# PROBLEM DETAILS:
Treat the line with "In this picture, where can the olive" as the starting point. Write it out and every line after it through the end of the listing below, exactly.

# PROVIDED INFORMATION:
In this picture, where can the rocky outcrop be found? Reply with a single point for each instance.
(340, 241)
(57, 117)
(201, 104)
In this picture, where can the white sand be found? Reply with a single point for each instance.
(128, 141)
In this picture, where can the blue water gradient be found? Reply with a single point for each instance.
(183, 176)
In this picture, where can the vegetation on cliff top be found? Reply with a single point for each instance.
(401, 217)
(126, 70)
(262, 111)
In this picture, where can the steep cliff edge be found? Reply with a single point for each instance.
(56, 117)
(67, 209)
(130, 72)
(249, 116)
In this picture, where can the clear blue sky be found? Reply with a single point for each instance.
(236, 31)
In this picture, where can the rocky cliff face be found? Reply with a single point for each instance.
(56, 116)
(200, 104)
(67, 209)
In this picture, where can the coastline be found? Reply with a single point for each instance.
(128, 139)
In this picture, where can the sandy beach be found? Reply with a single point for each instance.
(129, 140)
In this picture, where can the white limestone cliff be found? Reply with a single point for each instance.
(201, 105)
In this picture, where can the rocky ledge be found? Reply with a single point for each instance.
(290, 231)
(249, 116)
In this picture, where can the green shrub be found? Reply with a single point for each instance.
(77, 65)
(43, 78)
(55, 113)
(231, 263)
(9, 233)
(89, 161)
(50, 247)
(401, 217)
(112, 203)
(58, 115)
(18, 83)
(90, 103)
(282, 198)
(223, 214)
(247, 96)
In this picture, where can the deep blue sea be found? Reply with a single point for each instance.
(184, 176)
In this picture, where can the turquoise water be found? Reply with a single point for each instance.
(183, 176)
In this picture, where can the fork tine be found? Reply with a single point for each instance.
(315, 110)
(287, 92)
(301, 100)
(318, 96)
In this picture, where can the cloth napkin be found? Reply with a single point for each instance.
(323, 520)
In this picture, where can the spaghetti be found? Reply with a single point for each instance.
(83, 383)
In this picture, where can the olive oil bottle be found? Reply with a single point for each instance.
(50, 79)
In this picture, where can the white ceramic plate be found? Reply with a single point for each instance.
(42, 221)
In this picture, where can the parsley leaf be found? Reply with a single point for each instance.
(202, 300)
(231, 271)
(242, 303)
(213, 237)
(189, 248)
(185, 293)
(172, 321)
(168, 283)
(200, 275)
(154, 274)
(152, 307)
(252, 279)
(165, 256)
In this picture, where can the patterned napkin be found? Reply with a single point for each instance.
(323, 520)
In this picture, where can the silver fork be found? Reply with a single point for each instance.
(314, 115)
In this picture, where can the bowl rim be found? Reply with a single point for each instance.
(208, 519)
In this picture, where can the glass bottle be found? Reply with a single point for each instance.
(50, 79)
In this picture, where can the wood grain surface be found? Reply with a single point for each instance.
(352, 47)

# OUTPUT OF THE TASK:
In this picture, where can the olive oil bottle be found? Reply with a single point for each instance.
(50, 79)
In this picture, where can the white ceramic plate be found? Reply with a single point for each instance.
(42, 221)
In this picture, where can the parsley leaf be found? Reply with a single point for each instance.
(202, 300)
(231, 271)
(242, 303)
(213, 237)
(189, 248)
(185, 293)
(172, 321)
(168, 283)
(200, 275)
(154, 274)
(152, 307)
(252, 279)
(165, 256)
In this picture, where can the patterned napkin be found? Reply with a single point for each instance.
(323, 520)
In this picture, where can the silver fork be found? Reply with a single point for each instance.
(314, 115)
In this picture, where can the bowl rim be found? Reply with a single point for each instance.
(208, 519)
In this picture, where can the glass bottle be found? Reply with a single point for each instance.
(50, 79)
In this picture, where can the wood grain surface be found? Reply with a single point for each instance.
(352, 47)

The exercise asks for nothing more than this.